== Stated goal ==
Reproduce the listing below word for word, every line included.

== The data ==
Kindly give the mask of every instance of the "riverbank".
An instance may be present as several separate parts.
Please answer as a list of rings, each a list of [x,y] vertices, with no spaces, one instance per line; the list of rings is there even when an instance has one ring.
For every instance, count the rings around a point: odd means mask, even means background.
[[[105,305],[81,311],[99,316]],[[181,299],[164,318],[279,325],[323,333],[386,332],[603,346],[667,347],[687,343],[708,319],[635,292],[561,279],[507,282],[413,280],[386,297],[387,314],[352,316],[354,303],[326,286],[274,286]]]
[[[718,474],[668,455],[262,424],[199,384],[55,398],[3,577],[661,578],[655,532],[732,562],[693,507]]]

== Output for this task ==
Kindly give the mask of every instance of the "riverbank".
An instance may be present as several separate parts.
Please answer as a list of rings, each a list of [x,y] vertices, with no spaces, one instance per line; the list of rings is there even when an instance has one ring.
For every instance, count the rings around a point: odd means mask, even means background.
[[[105,305],[81,311],[99,316]],[[181,299],[164,318],[279,325],[323,333],[386,332],[603,346],[667,347],[687,343],[708,319],[635,292],[561,279],[507,282],[413,280],[386,297],[387,314],[352,316],[354,303],[326,286],[274,286]]]
[[[718,474],[668,455],[262,424],[199,384],[55,398],[3,577],[661,578],[655,532],[732,562],[693,507]]]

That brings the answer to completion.